┌──

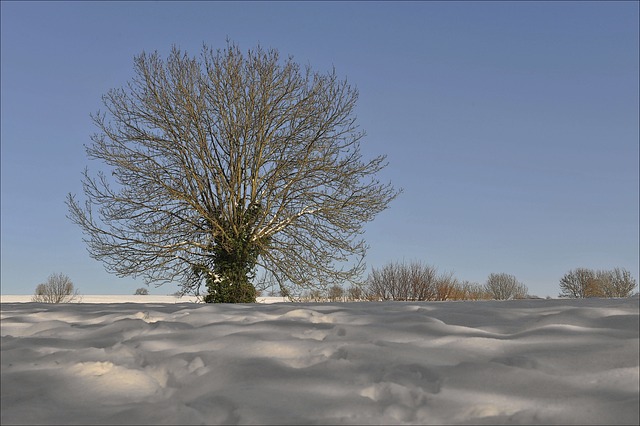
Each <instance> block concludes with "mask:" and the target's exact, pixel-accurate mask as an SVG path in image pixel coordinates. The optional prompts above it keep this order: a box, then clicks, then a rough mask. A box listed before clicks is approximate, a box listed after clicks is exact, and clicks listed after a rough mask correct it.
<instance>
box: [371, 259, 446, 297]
mask: <svg viewBox="0 0 640 426" xmlns="http://www.w3.org/2000/svg"><path fill="white" fill-rule="evenodd" d="M456 283H457V281H456V279H455V278H453V275H452V274H443V275H438V271H437V269H436V268H435V267H433V266H429V265H425V264H423V263H420V262H411V263H409V264H406V263H397V262H392V263H389V264H387V265H385V266H383V267H382V268H380V269H376V268H373V269H372V270H371V273H370V274H369V277H368V279H367V292H368V298H369V299H371V300H397V301H407V300H417V301H426V300H448V298H449V297H450V296H451V294H452V292H453V290H454V288H455V286H456Z"/></svg>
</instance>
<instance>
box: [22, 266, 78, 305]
mask: <svg viewBox="0 0 640 426" xmlns="http://www.w3.org/2000/svg"><path fill="white" fill-rule="evenodd" d="M77 297H78V291H77V290H75V291H74V288H73V283H72V282H71V279H69V277H68V276H66V275H64V274H62V273H59V274H51V275H49V278H47V281H46V282H45V283H42V284H38V286H37V287H36V291H35V294H34V295H33V297H32V298H31V300H32V301H33V302H37V303H70V302H73V301H74V300H75V299H76V298H77Z"/></svg>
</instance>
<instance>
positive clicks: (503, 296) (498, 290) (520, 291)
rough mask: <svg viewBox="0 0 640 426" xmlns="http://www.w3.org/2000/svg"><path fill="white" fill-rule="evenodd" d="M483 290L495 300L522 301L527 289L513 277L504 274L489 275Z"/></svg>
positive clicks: (526, 292)
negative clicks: (486, 291) (488, 293)
mask: <svg viewBox="0 0 640 426" xmlns="http://www.w3.org/2000/svg"><path fill="white" fill-rule="evenodd" d="M485 289H486V291H487V293H489V294H490V295H491V298H492V299H496V300H509V299H524V298H525V297H526V296H527V287H526V286H525V285H524V284H522V283H521V282H519V281H518V279H517V278H516V277H515V276H513V275H509V274H505V273H500V274H489V277H488V278H487V283H486V284H485Z"/></svg>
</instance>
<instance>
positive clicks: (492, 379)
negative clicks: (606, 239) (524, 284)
mask: <svg viewBox="0 0 640 426" xmlns="http://www.w3.org/2000/svg"><path fill="white" fill-rule="evenodd" d="M142 297H149V299H146V300H147V303H143V304H141V303H102V304H92V303H81V304H65V305H45V304H33V303H7V300H8V299H5V297H3V298H2V302H3V303H2V304H1V335H2V341H1V343H2V348H1V349H2V351H1V368H2V369H1V378H0V379H1V380H0V383H1V418H0V420H1V423H2V424H3V425H5V424H13V423H26V424H38V423H48V424H97V423H101V424H105V423H110V424H135V423H138V424H139V423H146V424H172V423H173V424H203V423H204V424H222V423H224V424H269V423H277V424H327V423H333V424H335V423H338V424H381V423H391V424H399V423H415V424H470V423H474V424H478V423H484V424H501V423H503V424H504V423H509V424H532V423H533V424H558V423H565V424H566V423H572V424H638V422H639V420H640V419H639V409H638V403H639V402H640V401H639V384H638V383H639V366H638V357H639V339H638V333H639V331H638V328H639V322H638V298H629V299H587V300H519V301H508V302H498V301H485V302H416V303H413V302H406V303H402V302H381V303H375V302H362V303H344V304H340V303H327V304H311V303H309V304H299V303H275V304H274V303H272V304H252V305H204V304H193V303H175V301H171V302H167V303H157V302H155V301H152V299H150V298H151V297H153V296H142ZM85 301H86V299H85Z"/></svg>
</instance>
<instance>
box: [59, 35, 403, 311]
mask: <svg viewBox="0 0 640 426" xmlns="http://www.w3.org/2000/svg"><path fill="white" fill-rule="evenodd" d="M134 69H135V76H134V77H133V79H132V80H130V81H129V82H128V83H127V84H126V85H125V86H124V87H122V88H117V89H112V90H110V91H109V92H108V93H107V94H106V95H104V96H103V99H102V100H103V104H104V108H105V109H104V111H99V112H97V113H96V114H92V119H93V122H94V123H95V125H96V127H97V129H98V131H97V132H96V133H95V134H94V135H93V136H92V137H91V143H90V144H89V145H87V146H86V152H87V155H88V157H89V158H90V159H96V160H100V161H101V162H103V163H104V164H105V165H106V166H107V168H106V170H102V171H98V172H97V173H90V172H89V170H88V169H86V170H85V172H84V174H83V189H84V196H85V200H84V202H82V201H79V200H78V199H77V197H76V196H75V195H72V194H69V196H68V198H67V204H68V206H69V212H70V214H69V217H70V218H71V220H73V221H74V222H75V223H77V224H78V225H79V226H80V227H81V228H82V230H83V232H84V234H85V241H86V243H87V245H88V249H89V252H90V254H91V255H92V257H94V258H96V259H99V260H101V261H103V262H104V264H105V267H106V268H107V270H108V271H110V272H114V273H116V274H117V275H119V276H143V277H144V278H145V279H146V281H148V282H155V283H157V284H162V283H164V282H169V281H177V282H179V283H180V284H181V286H182V289H183V292H185V293H186V292H195V293H196V294H198V292H199V288H200V285H201V284H202V282H203V280H205V281H206V283H207V288H208V294H207V295H206V296H205V300H207V301H251V299H255V283H253V282H252V280H254V279H255V277H256V272H257V271H258V270H260V271H261V273H263V274H264V276H263V278H264V279H265V280H267V282H269V283H277V285H278V286H280V288H281V289H286V290H287V292H288V293H289V294H291V290H295V289H304V288H312V287H316V286H319V285H322V286H331V285H333V284H336V283H338V284H342V283H344V282H354V281H356V280H357V279H358V277H359V276H360V275H361V273H362V272H363V267H364V266H363V265H364V264H363V262H362V260H363V258H364V256H365V254H366V249H367V245H366V243H365V241H364V239H363V235H362V234H363V225H364V224H365V223H366V222H369V221H371V220H373V219H374V217H375V216H376V215H377V214H378V213H379V212H381V211H383V210H384V209H385V208H387V207H388V205H389V203H390V202H391V201H392V200H393V199H394V198H395V197H396V196H397V194H398V191H397V190H396V189H394V188H393V186H392V185H391V183H381V182H380V181H379V180H378V179H377V178H376V174H377V173H378V172H379V171H380V170H382V169H383V168H384V167H385V166H386V157H385V156H384V155H380V156H377V157H374V158H372V159H365V158H363V155H362V153H361V150H360V143H361V141H362V140H363V138H364V136H365V134H364V132H363V131H362V130H361V129H360V128H359V126H358V125H357V123H356V117H355V114H354V108H355V106H356V101H357V99H358V91H357V90H356V89H355V88H354V87H352V86H351V85H350V84H348V83H347V81H346V80H342V79H340V78H338V76H337V74H336V72H335V70H332V71H331V72H328V73H319V72H314V71H313V70H312V69H311V67H309V66H306V67H301V66H300V65H298V64H297V63H296V62H294V60H293V58H291V57H289V58H287V59H281V58H280V55H279V52H278V51H277V50H275V49H268V50H265V49H263V48H262V47H260V46H258V47H257V48H256V49H253V50H249V51H248V52H247V53H246V54H245V53H243V52H241V50H240V49H239V47H238V46H237V45H235V44H233V43H231V42H228V43H227V45H226V48H224V49H220V50H214V49H212V48H210V47H207V46H206V45H205V46H203V48H202V51H201V54H200V55H199V57H191V56H189V55H188V54H187V53H186V52H183V51H181V50H180V49H179V48H177V47H173V48H172V50H171V52H170V54H169V56H168V57H167V59H166V60H164V59H162V58H161V56H160V54H159V53H157V52H155V53H151V54H147V53H144V52H143V53H142V54H140V55H139V56H137V57H135V59H134ZM294 294H295V292H294Z"/></svg>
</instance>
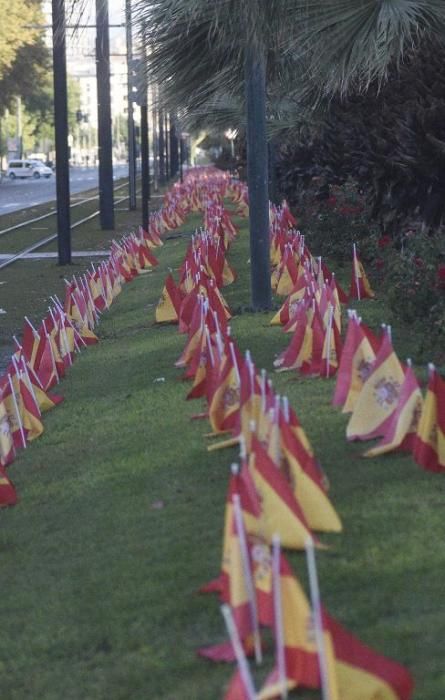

└──

## Work required
The lines to copy are those above that contain the string "positive".

## Task output
positive clicks: (503, 296) (498, 290) (520, 291)
positive clicks: (526, 292)
positive clicks: (492, 379)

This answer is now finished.